» **Extracted data**:

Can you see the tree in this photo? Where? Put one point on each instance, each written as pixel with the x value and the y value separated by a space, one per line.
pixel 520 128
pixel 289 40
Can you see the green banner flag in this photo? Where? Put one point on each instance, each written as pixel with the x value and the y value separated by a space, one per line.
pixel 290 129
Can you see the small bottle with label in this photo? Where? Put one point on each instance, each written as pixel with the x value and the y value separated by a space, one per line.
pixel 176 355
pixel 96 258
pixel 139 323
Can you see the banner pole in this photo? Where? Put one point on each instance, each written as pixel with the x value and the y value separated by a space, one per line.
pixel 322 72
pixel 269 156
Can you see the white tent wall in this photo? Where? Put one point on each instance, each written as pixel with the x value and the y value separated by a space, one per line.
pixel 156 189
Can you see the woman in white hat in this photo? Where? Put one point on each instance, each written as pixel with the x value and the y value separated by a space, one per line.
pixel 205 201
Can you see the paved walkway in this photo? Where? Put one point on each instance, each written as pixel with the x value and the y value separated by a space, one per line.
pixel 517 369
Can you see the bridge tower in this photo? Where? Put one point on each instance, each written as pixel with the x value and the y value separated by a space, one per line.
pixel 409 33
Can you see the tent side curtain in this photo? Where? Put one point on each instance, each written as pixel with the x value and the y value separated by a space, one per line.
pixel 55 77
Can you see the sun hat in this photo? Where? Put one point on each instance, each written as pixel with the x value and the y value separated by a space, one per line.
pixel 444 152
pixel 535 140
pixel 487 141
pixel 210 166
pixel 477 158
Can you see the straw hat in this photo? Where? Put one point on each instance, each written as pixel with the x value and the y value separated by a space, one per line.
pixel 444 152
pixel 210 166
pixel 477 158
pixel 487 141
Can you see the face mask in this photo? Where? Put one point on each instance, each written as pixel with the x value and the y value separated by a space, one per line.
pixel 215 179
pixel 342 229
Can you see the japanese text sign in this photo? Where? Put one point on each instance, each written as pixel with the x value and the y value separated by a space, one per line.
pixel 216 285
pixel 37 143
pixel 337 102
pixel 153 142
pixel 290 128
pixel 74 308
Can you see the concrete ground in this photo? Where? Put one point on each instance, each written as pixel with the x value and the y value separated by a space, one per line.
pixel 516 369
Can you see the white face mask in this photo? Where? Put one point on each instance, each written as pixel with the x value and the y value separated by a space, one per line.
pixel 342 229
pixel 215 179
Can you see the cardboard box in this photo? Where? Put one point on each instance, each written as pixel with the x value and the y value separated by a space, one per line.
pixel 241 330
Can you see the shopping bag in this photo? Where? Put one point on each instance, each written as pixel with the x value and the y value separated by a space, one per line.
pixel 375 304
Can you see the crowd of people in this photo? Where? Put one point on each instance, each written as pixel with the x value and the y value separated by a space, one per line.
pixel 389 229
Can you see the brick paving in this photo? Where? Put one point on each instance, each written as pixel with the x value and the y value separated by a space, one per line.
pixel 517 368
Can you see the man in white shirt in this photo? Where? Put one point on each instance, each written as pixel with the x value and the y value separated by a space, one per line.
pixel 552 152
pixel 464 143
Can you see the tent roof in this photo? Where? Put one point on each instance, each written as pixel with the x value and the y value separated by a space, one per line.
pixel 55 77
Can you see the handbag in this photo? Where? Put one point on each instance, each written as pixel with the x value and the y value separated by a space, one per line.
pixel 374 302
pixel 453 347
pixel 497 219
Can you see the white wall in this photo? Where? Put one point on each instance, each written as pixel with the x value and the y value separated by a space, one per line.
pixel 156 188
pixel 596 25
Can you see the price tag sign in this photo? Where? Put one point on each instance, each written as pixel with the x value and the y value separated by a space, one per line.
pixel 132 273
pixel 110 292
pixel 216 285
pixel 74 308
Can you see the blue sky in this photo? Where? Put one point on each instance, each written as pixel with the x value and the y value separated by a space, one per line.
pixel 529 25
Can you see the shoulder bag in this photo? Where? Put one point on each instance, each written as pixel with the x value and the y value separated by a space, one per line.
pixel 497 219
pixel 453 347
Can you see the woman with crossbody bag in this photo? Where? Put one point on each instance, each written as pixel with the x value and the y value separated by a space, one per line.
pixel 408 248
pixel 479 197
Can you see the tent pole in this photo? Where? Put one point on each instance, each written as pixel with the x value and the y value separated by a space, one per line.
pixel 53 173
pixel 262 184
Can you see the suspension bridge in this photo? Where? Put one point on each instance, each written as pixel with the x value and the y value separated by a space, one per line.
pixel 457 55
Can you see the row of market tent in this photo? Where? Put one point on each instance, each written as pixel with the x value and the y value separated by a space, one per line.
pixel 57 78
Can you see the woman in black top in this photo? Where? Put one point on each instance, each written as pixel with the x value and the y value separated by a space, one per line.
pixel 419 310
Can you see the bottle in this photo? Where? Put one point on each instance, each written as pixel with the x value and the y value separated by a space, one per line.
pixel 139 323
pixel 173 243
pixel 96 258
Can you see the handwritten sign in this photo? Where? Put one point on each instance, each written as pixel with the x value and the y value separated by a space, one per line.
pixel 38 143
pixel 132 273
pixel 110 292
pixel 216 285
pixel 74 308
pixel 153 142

» **Work to be completed**:
Render all of the material above as a JSON list of strings, with one string for each line and blank lines left out.

» **The completed task**:
[
  "Can you see the tree in this photo? Where? Put one point on each instance, each written as pixel with the x value and the y value separated by a space, one per line.",
  "pixel 520 128",
  "pixel 289 40",
  "Can you see the green banner flag in this photo? Where? Put one point on each instance, each written as pixel with the x value and the y value separated by a space, one per line.",
  "pixel 290 129",
  "Can you see the small bottle with label in this photo? Where? Put one point on each instance, each written as pixel with the x value and the y value separated by a space, one per line.",
  "pixel 176 355",
  "pixel 96 258",
  "pixel 139 323",
  "Can you see the banner pole in this photo? Where? Put one point on each instance, each written as pixel with the x value and the y value separated by a space, one per line.",
  "pixel 322 72",
  "pixel 269 156",
  "Can you see the white tent wall in this photo? Where? Put one point on each instance, each written as pixel with the x value and the y value separated by a space, one per line.",
  "pixel 156 189",
  "Can you see the woman in white hat in this photo? Where? Put one point on each instance, each written as pixel with the x value and the y value separated by a space, one per line.",
  "pixel 205 201",
  "Can you see the paved walkway in this photo? Where? Put one point on each instance, each written as pixel with the x value and the y value separated by a space, one per line.",
  "pixel 517 369",
  "Can you see the bridge tower in this photo? Where? Put one point on each instance, each written as pixel with the x value and the y value separated by a space, one per line.",
  "pixel 409 33",
  "Can you see the tent side curtain in this photo? Where? Put one point on each instance, each written as pixel with the x value and the y value separated by a space, one per line.",
  "pixel 55 77",
  "Can you see the sun hat in this photo? Where? Put one point on each instance, each written as pixel with the x value and the y value separated by a space, one per line.",
  "pixel 444 152",
  "pixel 535 140",
  "pixel 487 141",
  "pixel 210 166",
  "pixel 477 158",
  "Can you see the straw hat in this photo? Where? Put one point on each instance, each written as pixel with the x value and the y value separated by a space, one per line.",
  "pixel 444 152",
  "pixel 210 166",
  "pixel 477 158",
  "pixel 487 141",
  "Can you see the face mask in this photo? Where? Put one point on each instance, each written as pixel with the x value and the y value separated by a space, one per line.",
  "pixel 215 179",
  "pixel 342 229",
  "Can you see the japanese text sign in this photo? Where? Put one point on each instance, each written as pixel with the x value and the y value separated by a space, one per line.",
  "pixel 216 285",
  "pixel 37 143",
  "pixel 337 102",
  "pixel 153 142",
  "pixel 290 128",
  "pixel 74 308",
  "Can you see the concrete ground in this photo? Where? Put one point on each instance, each written as pixel with the x value and the y value separated by a space, one per line.",
  "pixel 516 369",
  "Can you see the white face mask in this photo? Where? Put one point on each instance, each written as pixel with the x value and the y value separated by a space, one per line.",
  "pixel 342 229",
  "pixel 215 179",
  "Can you see the cardboard box in this photo? Where? Put one point on each instance, each written as pixel with the x value and the y value separated by a space, one per line.",
  "pixel 241 330",
  "Can you see the shopping bag in this photo? Where? Put one point on each instance, each written as pixel with the x value and the y value separated by a space, one per line.",
  "pixel 375 304",
  "Can you see the crowd of people in this photo? Where? Put one point on each instance, each written as pixel with the x value and the y value separated by a space, one per line.",
  "pixel 389 229",
  "Can you see the brick paving in this photo? Where? Put one point on each instance, each written as pixel with the x value and the y value separated by a space, one per line.",
  "pixel 517 368",
  "Can you see the man in white shirt in this photo? Where? Put one point on each instance, each written as pixel with the x value and the y value separated by a space, one per line.",
  "pixel 552 152",
  "pixel 464 143",
  "Can you see the tent roof in this photo? Where? Put one point on each instance, each written as pixel with the x value and the y value separated by a space, one per line.",
  "pixel 55 77",
  "Can you see the handbag in this photo? Where? Put one point on each instance, each written as pixel with the x value and the y value separated by a space, one per line.",
  "pixel 374 302",
  "pixel 453 347",
  "pixel 497 219",
  "Can you see the white wall in this photo? Where? Put one point on each instance, each written as pixel with the x value and the y value separated by a space, one per line.",
  "pixel 156 188",
  "pixel 596 25",
  "Can you see the price tag sign in this photo? Where? Put one point on each instance, each written as pixel with the x value and the y value separated by a space, one per line.",
  "pixel 132 273",
  "pixel 110 292",
  "pixel 216 285",
  "pixel 74 308",
  "Can you see the blue sky in this photo? Where? Put one point on each instance, each written as pixel with the x value and the y value separated by a space, one per line.",
  "pixel 529 25",
  "Can you see the shoulder bag in this photo? Where? Put one point on each instance, each written as pixel with the x value and the y value separated by a space, one per line.",
  "pixel 497 219",
  "pixel 453 347",
  "Can you see the woman with crossbody bag in this photo? Where? Put one point on each instance, each written as pixel with the x value and the y value separated by a space, one per line.",
  "pixel 408 248",
  "pixel 479 197",
  "Can you see the tent pole in this photo? Where? Put one point on each instance, each written as pixel with the x value and the y value separated by a space, one per line.",
  "pixel 53 173",
  "pixel 262 184",
  "Can you see the suspension bridge in this photo? Where? Put one point on each instance, each written as pixel with the x value and the y value separated by a space, one per line.",
  "pixel 457 55",
  "Can you see the row of market tent in this photo? Where? Put one point on each instance, each written as pixel with the x value and the y value separated by a space, one per line.",
  "pixel 57 78",
  "Can you see the woman in black top in this photo? Where? Put one point on each instance, each written as pixel with the x value and the y value separated by a space, one per line.",
  "pixel 419 310",
  "Can you see the bottle in this photo? Where? Put one point on each instance, each written as pixel with the x value and the y value separated by a space, one per line.",
  "pixel 139 323",
  "pixel 173 243",
  "pixel 96 258",
  "Can you see the handwritten sign in this photo? Where? Put one point on each instance, each written as pixel with the x value and the y value separated by a space, one per line.",
  "pixel 38 143",
  "pixel 132 273",
  "pixel 110 292",
  "pixel 216 285",
  "pixel 74 308",
  "pixel 153 142"
]